Set task
Go through the listing and set it down exactly, leaving out its pictures.

═════ Record extracts ═════

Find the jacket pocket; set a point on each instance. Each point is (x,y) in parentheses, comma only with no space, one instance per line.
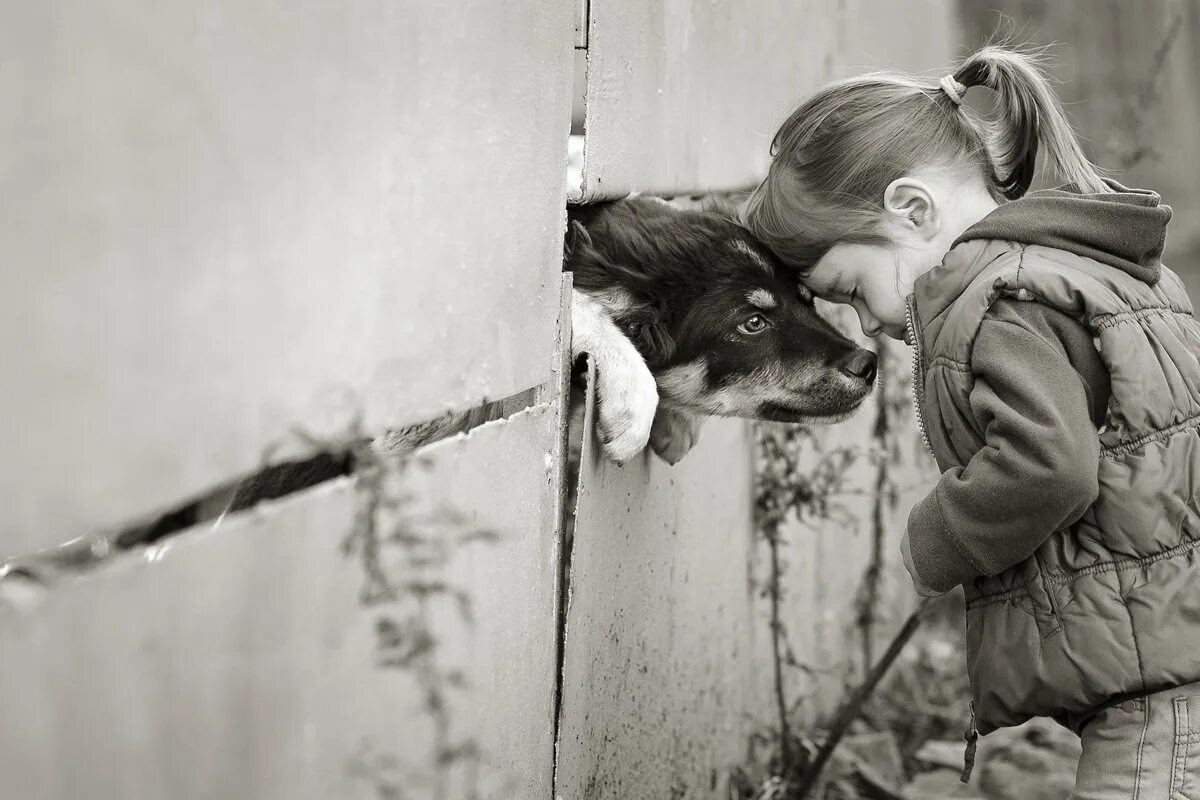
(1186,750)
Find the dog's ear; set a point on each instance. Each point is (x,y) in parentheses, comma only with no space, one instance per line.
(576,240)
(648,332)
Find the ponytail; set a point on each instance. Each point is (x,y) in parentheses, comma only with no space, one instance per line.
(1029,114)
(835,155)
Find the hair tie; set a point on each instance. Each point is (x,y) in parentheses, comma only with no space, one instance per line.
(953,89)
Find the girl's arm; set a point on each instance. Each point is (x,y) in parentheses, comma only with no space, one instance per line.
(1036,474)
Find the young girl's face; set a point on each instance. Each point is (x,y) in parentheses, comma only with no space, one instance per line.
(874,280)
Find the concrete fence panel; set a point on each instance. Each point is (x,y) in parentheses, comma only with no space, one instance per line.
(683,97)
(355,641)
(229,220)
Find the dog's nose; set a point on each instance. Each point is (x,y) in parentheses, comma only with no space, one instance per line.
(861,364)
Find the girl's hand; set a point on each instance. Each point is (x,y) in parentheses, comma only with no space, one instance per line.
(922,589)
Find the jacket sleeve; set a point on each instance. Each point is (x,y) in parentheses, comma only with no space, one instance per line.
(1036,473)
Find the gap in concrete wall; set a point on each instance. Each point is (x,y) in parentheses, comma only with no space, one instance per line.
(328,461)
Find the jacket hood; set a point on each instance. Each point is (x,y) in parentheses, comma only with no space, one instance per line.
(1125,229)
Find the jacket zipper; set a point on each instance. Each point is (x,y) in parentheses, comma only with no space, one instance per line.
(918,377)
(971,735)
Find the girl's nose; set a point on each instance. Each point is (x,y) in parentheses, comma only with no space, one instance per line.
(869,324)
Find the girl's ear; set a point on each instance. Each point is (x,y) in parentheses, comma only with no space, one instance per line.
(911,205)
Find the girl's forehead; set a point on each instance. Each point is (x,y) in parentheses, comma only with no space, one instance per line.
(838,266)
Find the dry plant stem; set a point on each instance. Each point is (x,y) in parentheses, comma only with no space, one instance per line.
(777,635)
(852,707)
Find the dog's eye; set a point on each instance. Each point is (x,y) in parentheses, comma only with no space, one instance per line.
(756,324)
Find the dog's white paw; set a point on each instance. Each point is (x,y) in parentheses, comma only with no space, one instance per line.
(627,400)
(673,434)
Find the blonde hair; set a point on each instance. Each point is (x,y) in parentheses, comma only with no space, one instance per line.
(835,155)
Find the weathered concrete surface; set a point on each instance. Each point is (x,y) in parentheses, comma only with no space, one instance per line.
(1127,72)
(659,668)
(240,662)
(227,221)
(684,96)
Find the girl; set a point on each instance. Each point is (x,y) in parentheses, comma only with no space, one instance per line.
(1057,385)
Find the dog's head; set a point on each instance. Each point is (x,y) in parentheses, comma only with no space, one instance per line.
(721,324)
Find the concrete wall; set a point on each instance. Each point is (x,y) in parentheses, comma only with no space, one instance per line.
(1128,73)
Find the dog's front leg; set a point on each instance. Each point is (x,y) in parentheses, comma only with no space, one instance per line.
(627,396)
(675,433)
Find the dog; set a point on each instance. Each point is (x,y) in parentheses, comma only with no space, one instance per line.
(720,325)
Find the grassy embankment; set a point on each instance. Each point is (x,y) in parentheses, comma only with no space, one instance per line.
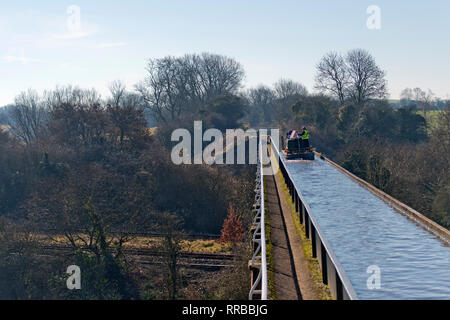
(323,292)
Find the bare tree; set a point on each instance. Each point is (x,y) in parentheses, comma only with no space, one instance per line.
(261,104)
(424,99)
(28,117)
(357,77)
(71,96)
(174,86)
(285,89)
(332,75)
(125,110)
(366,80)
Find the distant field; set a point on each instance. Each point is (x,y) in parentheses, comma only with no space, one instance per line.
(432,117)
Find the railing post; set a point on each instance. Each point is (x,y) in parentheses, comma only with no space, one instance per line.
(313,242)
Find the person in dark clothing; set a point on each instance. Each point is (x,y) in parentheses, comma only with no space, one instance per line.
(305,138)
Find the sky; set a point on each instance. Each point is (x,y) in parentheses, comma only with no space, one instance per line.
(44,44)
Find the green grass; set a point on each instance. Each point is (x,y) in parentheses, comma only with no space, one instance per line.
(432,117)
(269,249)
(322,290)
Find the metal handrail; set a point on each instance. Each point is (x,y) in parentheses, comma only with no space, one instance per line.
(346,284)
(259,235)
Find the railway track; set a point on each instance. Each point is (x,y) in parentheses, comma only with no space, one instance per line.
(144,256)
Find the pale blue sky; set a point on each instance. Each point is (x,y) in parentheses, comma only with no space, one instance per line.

═════

Task response
Find the jacket pocket; set a point on each instance. Each point is (x,y) in parentheses, comma only with no space, one instance per line.
(1186,750)
Find the dog's ear; set a point on each instance. Each point is (x,y) in parentheses, comma only with no space, one instance per line.
(576,240)
(648,332)
Find the ponytail; set a point on each instance. Each point is (x,y) in parentheses, comma only with no space, one instance per line.
(1029,114)
(835,155)
Find the hair tie; set a point on each instance. Each point is (x,y) in parentheses, comma only with no space, one instance per line.
(953,89)
Find the girl's arm; set a point on each instance. Each point is (x,y) in parentheses, comma only with no space, one instance per line.
(1036,474)
Find the young girl's face; set a point on each instance. Each point is (x,y) in parentheses, comma only with no space, one instance per line.
(874,280)
Find the concrete fence panel; set a point on each instance. Each point is (x,y) in parentheses, comma only with no space, one instance per line.
(683,97)
(355,641)
(229,220)
Find the dog's nose; set a point on each instance. Each point is (x,y) in parentheses, comma only with no space, one instance per line.
(861,364)
Find the girl's hand; set a point on each instance. Each point is (x,y) in parentheses, comma only with no space, one instance per line.
(922,589)
Find the jacket sleeve; set a point on each instance. Each point is (x,y) in parentheses, comma only with no space, one instance per line.
(1036,473)
Find the gap in concrete wall; set a point on each instance. Each point is (x,y) in parentheses, comma only with no space, one instance per line.
(328,461)
Find the jacket hood; set a point on each instance. Each point is (x,y) in parentheses, comma only with no space, one instance per line.
(1125,229)
Find the jacket zipper; set a point on each instance. Each point is (x,y) in parentheses, comma only with no space, one instance per line.
(918,377)
(971,735)
Find the girl's nose; set a point on each instance. Each point is (x,y) in parentheses, comma only with no space, one instance per line.
(869,324)
Find the girl's ear; set a point on each instance. Each point is (x,y) in parentheses, comma only with no space, one instance per line.
(911,205)
Find the girl's forehead; set a point on each instance. Each point is (x,y) in parentheses, comma only with no space, one instance per line.
(838,266)
Find the dry plant stem; set a point on each instance. Each point is (x,y) in parentheses, comma only with no space, one instance per line.
(777,635)
(852,707)
Find the dog's eye; set a point on each instance. Each point is (x,y) in parentheses, comma only with no space, one instance per line.
(756,324)
Find the dog's white paw; set a point on each instance. Each point is (x,y) in parentheses, comma only with no space, one instance per line.
(627,400)
(673,434)
Find the blonde hair; set a point on each instance. Each point is (x,y) in parentheses, comma only with no space, one instance per line.
(835,155)
Find the weathered concrete surface; set a point on each instance. Each point is (x,y) in parentheses, comma only with no space, one instance per line.
(1127,72)
(659,668)
(240,662)
(227,221)
(684,96)
Find the girl; set a point on each instance. Each point is (x,y) in parentheses, comma only with no space, one instance per line.
(1057,385)
Find the dog's head; set a point on each instance. Each point is (x,y) in parentheses, comma only with no space, one instance per line.
(721,324)
Find the concrete wall; set a point on each instance. Each point is (x,y) in parentheses, comma only with no space, one instance per line.
(1128,73)
Find the dog's front leg; set a point on each instance. Each point is (x,y) in parentheses, comma only with no space, one instance per line.
(627,396)
(675,433)
Find the dog; set a point on each instance. Each point is (x,y) in parentheses, comma only with no space, one instance per line.
(720,325)
Find the grassy embankment; set a point on each instance. Each point is (x,y) in parentheses, comma only with no space, one instance per line.
(323,292)
Find the bare tree; set a point on each instance. Each point is (x,y) in parentheses, comma only with no space, one instance per line.
(261,104)
(424,99)
(28,117)
(357,77)
(71,96)
(174,86)
(285,89)
(332,75)
(125,110)
(366,80)
Find the distant field; set a point on each instance. Each point is (x,y) in parentheses, comma only with no space, one instance per line.
(432,117)
Find the railing post; set a point on each instance. Each point is (x,y) in parentheses, comma only with no space, one instance per line.
(313,242)
Find the person in dark clothing; set a point on each instance. Each point is (x,y) in parentheses, comma only with no space, one instance per line.
(305,138)
Find the sky; set a point on each instance. Each point is (x,y) in parentheses, comma only with no space, one instance per line.
(44,44)
Find the green grass; set a point on each instance. Each point is (x,y) in parentheses, comma only with no space, one instance per line.
(432,117)
(269,249)
(322,290)
Find the metal handrail; set a point on each instance. Each point is (x,y) in parentheses, comma only with no space, one instance per line.
(346,284)
(259,235)
Find the railway track; set a point on each instance. Each point is (x,y) in parentheses, comma only with no space, one instance per line.
(144,256)
Find the pale blue sky; set a point on each instance. Each point is (x,y) in parentheses, comma only with no space, one instance per line.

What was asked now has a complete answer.